» Exercise aim
Give the listing below again in full, exactly as written.

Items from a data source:
======

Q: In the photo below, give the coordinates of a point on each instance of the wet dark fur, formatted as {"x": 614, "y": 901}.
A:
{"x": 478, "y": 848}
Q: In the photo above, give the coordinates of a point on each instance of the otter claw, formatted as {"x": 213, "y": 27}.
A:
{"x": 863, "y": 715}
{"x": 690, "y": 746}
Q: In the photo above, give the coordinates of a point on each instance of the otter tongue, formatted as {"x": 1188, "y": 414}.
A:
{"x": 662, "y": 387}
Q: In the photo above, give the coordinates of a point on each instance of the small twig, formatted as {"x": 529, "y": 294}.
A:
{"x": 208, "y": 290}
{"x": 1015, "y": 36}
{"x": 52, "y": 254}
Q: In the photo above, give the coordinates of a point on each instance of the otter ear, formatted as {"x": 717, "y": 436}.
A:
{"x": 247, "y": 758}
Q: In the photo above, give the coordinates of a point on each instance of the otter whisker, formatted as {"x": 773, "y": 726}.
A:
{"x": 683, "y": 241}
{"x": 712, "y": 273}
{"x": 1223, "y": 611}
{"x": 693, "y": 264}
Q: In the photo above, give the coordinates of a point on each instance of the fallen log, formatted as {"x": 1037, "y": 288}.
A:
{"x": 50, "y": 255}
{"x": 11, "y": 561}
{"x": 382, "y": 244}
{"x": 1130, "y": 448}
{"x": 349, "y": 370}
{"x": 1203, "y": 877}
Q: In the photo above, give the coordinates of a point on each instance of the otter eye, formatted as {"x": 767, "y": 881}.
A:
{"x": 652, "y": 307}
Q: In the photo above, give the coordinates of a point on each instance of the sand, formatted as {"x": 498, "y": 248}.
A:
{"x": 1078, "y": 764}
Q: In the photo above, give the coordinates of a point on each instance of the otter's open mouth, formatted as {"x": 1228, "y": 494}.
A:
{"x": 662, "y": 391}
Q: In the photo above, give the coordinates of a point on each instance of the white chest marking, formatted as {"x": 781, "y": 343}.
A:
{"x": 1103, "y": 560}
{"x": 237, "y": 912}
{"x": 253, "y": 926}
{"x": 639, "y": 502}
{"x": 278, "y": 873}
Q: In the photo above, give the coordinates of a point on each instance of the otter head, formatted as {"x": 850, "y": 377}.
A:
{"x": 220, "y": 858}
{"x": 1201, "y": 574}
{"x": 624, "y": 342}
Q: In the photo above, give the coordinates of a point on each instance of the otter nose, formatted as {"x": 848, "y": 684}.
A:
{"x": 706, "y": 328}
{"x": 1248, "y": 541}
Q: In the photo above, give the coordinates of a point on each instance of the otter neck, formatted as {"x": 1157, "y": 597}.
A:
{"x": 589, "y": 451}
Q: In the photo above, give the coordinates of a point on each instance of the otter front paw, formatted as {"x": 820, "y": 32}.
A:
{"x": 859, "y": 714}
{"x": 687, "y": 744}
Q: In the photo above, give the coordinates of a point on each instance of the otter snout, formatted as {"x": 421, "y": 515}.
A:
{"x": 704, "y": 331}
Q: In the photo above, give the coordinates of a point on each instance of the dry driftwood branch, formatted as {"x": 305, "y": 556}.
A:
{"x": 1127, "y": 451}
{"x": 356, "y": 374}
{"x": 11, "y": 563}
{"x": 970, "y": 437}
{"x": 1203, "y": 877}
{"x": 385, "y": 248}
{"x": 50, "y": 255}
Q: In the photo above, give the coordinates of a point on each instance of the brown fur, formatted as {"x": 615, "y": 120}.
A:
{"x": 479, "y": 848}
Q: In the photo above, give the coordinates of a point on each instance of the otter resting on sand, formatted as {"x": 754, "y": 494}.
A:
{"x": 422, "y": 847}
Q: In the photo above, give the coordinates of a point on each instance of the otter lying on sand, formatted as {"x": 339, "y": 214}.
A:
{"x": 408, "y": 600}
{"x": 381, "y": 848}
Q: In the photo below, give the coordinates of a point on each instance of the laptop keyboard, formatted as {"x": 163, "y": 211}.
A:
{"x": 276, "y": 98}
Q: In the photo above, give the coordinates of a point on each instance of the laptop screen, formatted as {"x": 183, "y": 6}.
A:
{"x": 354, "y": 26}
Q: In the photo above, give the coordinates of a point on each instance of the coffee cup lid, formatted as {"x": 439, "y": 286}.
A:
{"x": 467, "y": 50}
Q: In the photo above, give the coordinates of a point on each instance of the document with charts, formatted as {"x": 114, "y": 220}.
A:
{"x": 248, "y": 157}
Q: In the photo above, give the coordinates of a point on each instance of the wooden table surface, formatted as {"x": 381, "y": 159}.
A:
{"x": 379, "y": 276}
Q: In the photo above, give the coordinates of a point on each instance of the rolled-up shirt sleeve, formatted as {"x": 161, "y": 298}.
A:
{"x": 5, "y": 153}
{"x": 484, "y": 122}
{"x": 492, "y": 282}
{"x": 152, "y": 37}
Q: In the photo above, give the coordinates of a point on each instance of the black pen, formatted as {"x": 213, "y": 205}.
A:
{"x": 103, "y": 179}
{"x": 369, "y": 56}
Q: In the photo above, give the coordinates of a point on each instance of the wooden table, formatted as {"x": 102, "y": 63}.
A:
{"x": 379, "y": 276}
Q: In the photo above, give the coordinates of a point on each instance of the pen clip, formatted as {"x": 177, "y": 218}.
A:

======

» Response below
Q: In the photo below, give the coordinates of a point on each instance of the wet dark fur, formatted as {"x": 614, "y": 901}.
A:
{"x": 478, "y": 848}
Q: In the photo above, give the coordinates of a point on each instance of the otter claw, formatted as {"x": 213, "y": 27}.
A:
{"x": 863, "y": 715}
{"x": 690, "y": 746}
Q: In the photo above, give the coordinates of a point on each instance of the otter tongue, formatted as {"x": 1188, "y": 414}.
A:
{"x": 662, "y": 387}
Q: In the photo above, give the coordinates of a point on each instance of the small twig, formatted as {"x": 529, "y": 294}.
A:
{"x": 208, "y": 290}
{"x": 1015, "y": 36}
{"x": 52, "y": 254}
Q: In the photo above, give the coordinates of a point on each instance of the otter ear, formatted as {"x": 717, "y": 436}.
A:
{"x": 247, "y": 758}
Q: In the photo above, give the coordinates of a point on each instance of the otter whisker, formatted as {"x": 773, "y": 726}.
A:
{"x": 683, "y": 241}
{"x": 712, "y": 273}
{"x": 1223, "y": 611}
{"x": 693, "y": 264}
Q: In the photo above, give the coordinates of a point on each instance of the fallen log, formatted as {"x": 1037, "y": 288}.
A:
{"x": 50, "y": 255}
{"x": 11, "y": 561}
{"x": 382, "y": 244}
{"x": 1130, "y": 448}
{"x": 349, "y": 370}
{"x": 1203, "y": 877}
Q: In the photo above, give the coordinates of a point on each instance of the otter eye, formatted as {"x": 767, "y": 881}.
A:
{"x": 652, "y": 307}
Q: In the photo above, give the coordinates of a point on each instance of the sand, formatted as {"x": 498, "y": 248}.
A:
{"x": 1078, "y": 764}
Q: In the photo above, give the coordinates of a point on each instance of the otter's open mouth, formatted as {"x": 1228, "y": 494}.
A:
{"x": 662, "y": 391}
Q: In the photo above, give the coordinates of a point on each instance of the white chest marking, formatted as {"x": 781, "y": 343}.
A:
{"x": 1103, "y": 560}
{"x": 237, "y": 912}
{"x": 253, "y": 926}
{"x": 639, "y": 502}
{"x": 278, "y": 873}
Q: In the photo above, give the coordinates of a point on each instance of the otter head, formatted as {"x": 850, "y": 377}.
A:
{"x": 220, "y": 858}
{"x": 1201, "y": 574}
{"x": 624, "y": 342}
Q: In the photo above, give the coordinates of a point on each instance of the otter nose, formatted as {"x": 848, "y": 684}.
A:
{"x": 706, "y": 328}
{"x": 1248, "y": 541}
Q: In the photo above, give the coordinates of a point on each instance of the otter neck, formatted as {"x": 1157, "y": 597}.
A:
{"x": 589, "y": 451}
Q: In the photo above, give the coordinates of a point on each instance of the otter front paw, formatted as {"x": 820, "y": 32}.
A:
{"x": 859, "y": 714}
{"x": 687, "y": 744}
Q: In the photo above, give the coordinates of a point on each instance of the otter snout, formatted as {"x": 421, "y": 515}.
A:
{"x": 704, "y": 331}
Q: In the photo above, give the coordinates of a point on each instance of the dry driftwood branch, formatted as {"x": 305, "y": 556}.
A:
{"x": 1127, "y": 451}
{"x": 356, "y": 374}
{"x": 11, "y": 563}
{"x": 970, "y": 437}
{"x": 1203, "y": 877}
{"x": 385, "y": 248}
{"x": 50, "y": 255}
Q: In the photo above, give the coordinates of a point on each instance of the brown fur, formatted as {"x": 615, "y": 120}.
A:
{"x": 479, "y": 848}
Q: In the photo above, give the coordinates of a point on each instance of the otter resting on sand, formatted as {"x": 754, "y": 494}.
A:
{"x": 422, "y": 847}
Q: In the photo above, give the coordinates of a point on each instance of the otter lying on sand, formatted as {"x": 339, "y": 214}.
A:
{"x": 408, "y": 600}
{"x": 381, "y": 848}
Q: In the photo below, give the coordinates of a point on each instance of the laptop keyboard, formatted as {"x": 163, "y": 211}.
A:
{"x": 276, "y": 98}
Q: In the photo above, give the coordinates of a point on each instance of the laptop screen, formatted as {"x": 183, "y": 6}.
A:
{"x": 354, "y": 26}
Q: In the photo above, give the coordinates of a point on each instance of the coffee cup lid, formatted as {"x": 439, "y": 286}.
A:
{"x": 467, "y": 50}
Q: In the photo above, give the coordinates of a point on each instance of the document with charts, formatted as {"x": 114, "y": 220}.
A:
{"x": 248, "y": 157}
Q: In the photo above, give the coordinates of a point on each instance of the wooden table surface, formatted as {"x": 381, "y": 159}.
A:
{"x": 379, "y": 276}
Q: In the photo above, give the coordinates of a point on each instance of the rolled-up shirt sleeve, formatted as {"x": 161, "y": 298}.
A:
{"x": 5, "y": 153}
{"x": 484, "y": 122}
{"x": 492, "y": 282}
{"x": 152, "y": 37}
Q: In the photo above, give the coordinates of a point on each instance of the black pen, formatted as {"x": 213, "y": 205}.
A:
{"x": 103, "y": 179}
{"x": 369, "y": 56}
Q: In the photo above, give the coordinates of a point on each instance of the wooden table, formatted as {"x": 102, "y": 63}.
A:
{"x": 379, "y": 276}
Q: In the photo above, give the coordinates of a point on each instance of the pen clip, formatted as {"x": 177, "y": 218}.
A:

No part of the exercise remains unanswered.